--- İstenen çıktı ---
Metin alıntısındaki "Suç ve suçlular tespit edilip hesap sorulmadan felaketlerin kaynağı kurutulamaz." cümlesini İngilizceye çevirin.

--- Metin alıntısı ---
_ _ _ _ _

İçinden geçtiğimiz süreç, felakete dönüşen deprem ve gerici iktidar dalaşıyla seyreden burjuva seçimler olmak üzere iki ana olguda keskinleşen dinamik zemin üzerinde biçimlenmektedir. Siyasi sorumluluktan muaf olmak kaydıyla salt deprem objektif bir durum iken, seçimler siyasi fonksiyon olarak sübjektif bir durumdur.
Kapitalist barbarlığın sömürü ve karı önceleyerek insanı değersizleştiren köhne zihniyeti ve bu zihniyetin siyasi temsilcisi durumundaki iktidarların, ihmaller zinciriyle sebep olduğu insan yaşamı ve yaşam hakkıyla doğrudan alakalı olan ve bizzat bu iktidarlar tarafından yapay olarak yaratılmış ve derinleştirilmiş olan boyutuyla tam bir felakete dönüşen deprem gerçeği, seçimlerin gölgesine itilemez önemde sürecin temel öğesidir.
Depremle birleşen kapitalist kar hırsı, yaşanan felaketin korkunç sonuçlarını hazırlayan gerçek neden, ölümlerin artmasına sebep olan suç kaynağıdır aynı zamanda. Suç ve suçlular tespit edilip hesap sorulmadan felaketlerin kaynağı kurutulamaz. Bu anlamda, kapitalist sistem tüm çürümüşlükleriyle teşhir edilmeden süreç anlaşılamaz, felaketler açıklanıp önlenemez.

_ _ _ _ _

--- Veri kümesi alıntısı ---
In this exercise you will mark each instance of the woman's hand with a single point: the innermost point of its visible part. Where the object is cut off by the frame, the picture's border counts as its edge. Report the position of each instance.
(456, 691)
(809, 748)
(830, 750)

_ _ _ _ _

--- Görev çıktısı ---
The source of disasters cannot be dried up until the crime and the culprits are identified and held to account.